== Page text

Thursday, December 12, 2013

"And The Truth Shall Set You Free..."

For Gay High-school Coaches, Coming Out Is A Game Of Chance
by Timothy Bella

 

THE FLAGSHIP
December 12, 2013

Coach Anthony Nicodemo, middle, goes over the goals of the first practice with the men's basketball team at Saunders High School in Yonkers, N.Y., earlier this month.
Coach Anthony Nicodemo, middle, goes over the goals of the first practice with the men's basketball team at Saunders Trades and Technical High School in Yonkers, N.Y., last month.
 Timothy Bella for Al Jazeera America
YONKERS, N.Y. — Anthony Nicodemo is peeved. The head coach of the boys’ basketball team at Saunders Trades and Technical High School can’t believe what he’s just heard inside the school’s run-down weight room.
“A 67 in U.S. history?” he says. “I hate it when someone is failing history. I teach history.”
Nicodemo walks into the locker room, where a player is eating a slice of pizza. It’s the last thing the coach wants to see members of his team eating 12 minutes before practice. He’s still peeved: “Find a way to eat something else.”
It’s the first official practice day of the season for Nicodemo’s Blue Devils, and he’s all business. “We don’t have a lot of time,” he tells the players as they head to the court. “No B.S. Let’s get out there and get it done.”
Nicodemo, 35, is a 17-year veteran of coaching. He’s bald with a beard and has an intense but supportive manner. Yet in one important way, he’s not like most coaches. This summer, Nicodemo told his players something about himself that he’s kept private for 15 years: He is gay.
Nicodemo is believed to be the first openly gay boys’ high-school basketball coach in the New York City metropolitan area and is one of just a handful of gay high-school coaches who’ve gone public with their sexual orientation.
His first season since coming out tips off Saturday. School administrators, parents and students have been supportive of his announcement. Nationally, however, gay high-school coaches have met mixed reactions. Some have lost their jobs, subsequently accusing their schools of firing them for their sexual orientation. Coaches and administrators interviewed for this article say there’s growing acceptance among students but that school administrators and parents often remain uncomfortable with the idea of an openly gay coach working with adolescents.
“The climate is all over the place,” says Vikki Krane, director of women’s studies at Bowling Green University and co-author of a 2005 study on the impact of sexual orientation on amateur coaching. “There are places where openly gay and lesbian coaches are completely supported and places where they’re scared to death to lose their jobs.”

====

> [What this task involves]: Reproduce the passage of the article on gay high-school coaches starting at the words "Thursday, December 12, 2013" and ending after "earlier this month.".

== Supplied entries

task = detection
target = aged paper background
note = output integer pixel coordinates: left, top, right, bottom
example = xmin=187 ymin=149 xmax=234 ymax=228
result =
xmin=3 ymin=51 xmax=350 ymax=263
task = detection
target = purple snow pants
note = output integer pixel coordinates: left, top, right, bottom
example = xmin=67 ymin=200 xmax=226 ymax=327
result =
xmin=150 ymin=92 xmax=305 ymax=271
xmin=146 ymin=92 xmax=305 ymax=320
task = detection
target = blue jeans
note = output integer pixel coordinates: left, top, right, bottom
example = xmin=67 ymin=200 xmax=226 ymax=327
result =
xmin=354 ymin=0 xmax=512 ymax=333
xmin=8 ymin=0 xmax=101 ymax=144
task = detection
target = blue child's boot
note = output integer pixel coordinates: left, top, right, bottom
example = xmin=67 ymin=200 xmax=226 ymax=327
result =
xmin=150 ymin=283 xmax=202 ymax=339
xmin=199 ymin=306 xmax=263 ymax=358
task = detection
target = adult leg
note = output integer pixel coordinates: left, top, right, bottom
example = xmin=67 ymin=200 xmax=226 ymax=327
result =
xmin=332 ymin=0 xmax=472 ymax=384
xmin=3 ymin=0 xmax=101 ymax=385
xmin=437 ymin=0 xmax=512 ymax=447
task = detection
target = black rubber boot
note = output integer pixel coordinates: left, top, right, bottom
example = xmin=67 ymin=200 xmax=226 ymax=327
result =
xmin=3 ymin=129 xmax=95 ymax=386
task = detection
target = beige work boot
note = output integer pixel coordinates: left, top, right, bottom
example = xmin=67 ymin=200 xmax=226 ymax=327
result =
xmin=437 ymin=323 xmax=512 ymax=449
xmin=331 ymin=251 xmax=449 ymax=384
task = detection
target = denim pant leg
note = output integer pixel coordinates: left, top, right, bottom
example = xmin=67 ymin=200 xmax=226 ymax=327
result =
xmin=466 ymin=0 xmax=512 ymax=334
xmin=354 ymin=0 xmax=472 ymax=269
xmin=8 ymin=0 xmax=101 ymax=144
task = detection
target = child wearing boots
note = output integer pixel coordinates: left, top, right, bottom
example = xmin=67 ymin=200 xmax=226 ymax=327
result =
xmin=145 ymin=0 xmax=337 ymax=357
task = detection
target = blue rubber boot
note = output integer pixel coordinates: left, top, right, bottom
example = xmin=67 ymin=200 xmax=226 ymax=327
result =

====

> [Result of the task]:
Thursday, December 12, 2013

"And The Truth Shall Set You Free..."

For Gay High-school Coaches, Coming Out Is A Game Of Chance
by Timothy Bella

 

THE FLAGSHIP
December 12, 2013

Coach Anthony Nicodemo, middle, goes over the goals of the first practice with the men's basketball team at Saunders High School in Yonkers, N.Y., earlier this month.